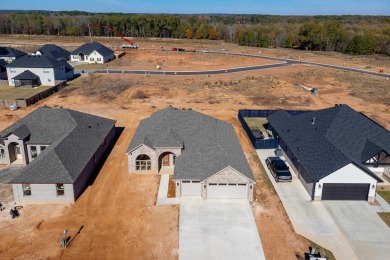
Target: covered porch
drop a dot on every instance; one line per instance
(27, 79)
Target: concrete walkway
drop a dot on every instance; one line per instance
(218, 229)
(162, 193)
(350, 229)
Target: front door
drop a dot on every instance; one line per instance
(166, 160)
(18, 152)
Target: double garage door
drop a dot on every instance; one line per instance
(227, 191)
(345, 191)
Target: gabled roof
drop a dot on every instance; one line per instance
(73, 138)
(11, 52)
(26, 75)
(210, 145)
(329, 139)
(38, 61)
(54, 51)
(88, 48)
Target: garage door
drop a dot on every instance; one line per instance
(190, 188)
(344, 191)
(227, 191)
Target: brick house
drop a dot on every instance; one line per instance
(202, 153)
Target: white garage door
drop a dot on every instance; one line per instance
(227, 191)
(190, 188)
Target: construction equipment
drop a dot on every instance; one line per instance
(130, 44)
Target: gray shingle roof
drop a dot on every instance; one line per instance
(54, 51)
(26, 75)
(338, 137)
(73, 139)
(90, 47)
(10, 52)
(38, 61)
(210, 145)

•••••

• **Problem details**: When a line in the material above includes "Target", report that line by copying it.

• **Output for this exercise**:
Target: covered porch
Target: concrete walkway
Target: front door
Target: double garage door
Target: gabled roof
Target: garage door
Target: brick house
Target: white garage door
Target: construction equipment
Target: gray shingle roof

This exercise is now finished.